- _Objective_
Retype the material below. Keep every word exactly as it is.

•••••

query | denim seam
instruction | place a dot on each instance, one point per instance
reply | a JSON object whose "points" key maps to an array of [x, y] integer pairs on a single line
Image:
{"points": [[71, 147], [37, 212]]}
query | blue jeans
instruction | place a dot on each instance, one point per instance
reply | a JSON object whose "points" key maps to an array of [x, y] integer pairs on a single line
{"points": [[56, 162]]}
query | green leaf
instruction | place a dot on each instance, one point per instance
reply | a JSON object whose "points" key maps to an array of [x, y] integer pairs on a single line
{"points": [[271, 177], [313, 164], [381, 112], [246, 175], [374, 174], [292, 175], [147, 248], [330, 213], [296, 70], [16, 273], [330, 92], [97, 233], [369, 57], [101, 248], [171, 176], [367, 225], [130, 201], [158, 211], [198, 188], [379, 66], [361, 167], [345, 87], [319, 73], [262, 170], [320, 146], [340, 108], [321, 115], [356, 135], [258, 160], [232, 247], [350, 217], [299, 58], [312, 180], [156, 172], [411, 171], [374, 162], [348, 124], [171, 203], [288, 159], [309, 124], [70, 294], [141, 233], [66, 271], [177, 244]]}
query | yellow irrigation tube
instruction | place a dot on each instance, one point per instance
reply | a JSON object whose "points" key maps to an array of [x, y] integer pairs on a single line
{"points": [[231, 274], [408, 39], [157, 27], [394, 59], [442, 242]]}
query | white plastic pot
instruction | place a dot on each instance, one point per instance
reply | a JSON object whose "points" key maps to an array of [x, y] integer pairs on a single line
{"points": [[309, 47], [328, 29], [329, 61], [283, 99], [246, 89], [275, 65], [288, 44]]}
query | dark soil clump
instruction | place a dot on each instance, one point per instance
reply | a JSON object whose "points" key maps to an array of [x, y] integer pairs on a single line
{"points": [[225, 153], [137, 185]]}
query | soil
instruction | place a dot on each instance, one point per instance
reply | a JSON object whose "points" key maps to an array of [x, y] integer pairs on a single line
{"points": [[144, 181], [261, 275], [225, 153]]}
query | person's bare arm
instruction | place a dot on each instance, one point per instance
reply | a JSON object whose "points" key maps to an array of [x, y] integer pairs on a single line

•••••

- _Result of this exercise_
query | denim seam
instruction | place a dot on each instance, one point per instance
reply | a JSON object whose "points" key maps to an array of [x, y] integer pairs on a single line
Image:
{"points": [[71, 147], [37, 212]]}
query | blue jeans
instruction | place a dot on each instance, one point per instance
reply | a JSON object whose "points" key maps to an array of [x, y] integer pairs on a single line
{"points": [[56, 162]]}
query | green leaf
instruction | place a dot on each instance, one point per instance
reply | a JSON object whose "points" key maps to an array of [x, y] integer pairs on a single line
{"points": [[271, 177], [313, 164], [381, 112], [246, 175], [374, 174], [292, 175], [147, 248], [330, 213], [296, 70], [16, 273], [330, 92], [97, 233], [369, 57], [101, 248], [171, 176], [367, 225], [130, 201], [158, 211], [198, 188], [379, 66], [361, 167], [345, 87], [319, 73], [262, 170], [320, 146], [340, 108], [321, 115], [356, 135], [258, 160], [232, 247], [350, 217], [299, 58], [312, 180], [156, 172], [411, 171], [374, 162], [348, 124], [171, 203], [288, 159], [309, 124], [70, 294], [141, 233], [66, 271], [177, 244]]}
query | yellow irrigation tube
instruction | place a dot on each instance, one point per instance
reply | a JSON object whose "points" key maps to an array of [x, y] integer pairs on a single line
{"points": [[231, 274], [408, 39], [157, 27], [394, 59], [442, 242]]}
query | white plastic pot
instruction | place a dot on each instance, one point per instance
reply | a JSON object whose "points" key maps to an array of [x, y] integer pairs on a single line
{"points": [[309, 47], [328, 29], [329, 61], [283, 99], [246, 89], [275, 65], [288, 44]]}
query | dark soil clump
instruction | place a dot on each instance, one point per instance
reply | a JSON object whose "points" key maps to an array of [x, y] integer pairs on a single line
{"points": [[225, 153], [137, 185]]}
query | soil
instruction | place a dot on each instance, one point per instance
reply | a JSON object whose "points" key maps to an array of [x, y] integer pairs on a single line
{"points": [[144, 181], [261, 275], [225, 153]]}
query | person's bare arm
instruction | place a dot on each instance, one point per instance
reply | a JSON object whose "points" key maps to an array of [x, y] integer pairs on a single line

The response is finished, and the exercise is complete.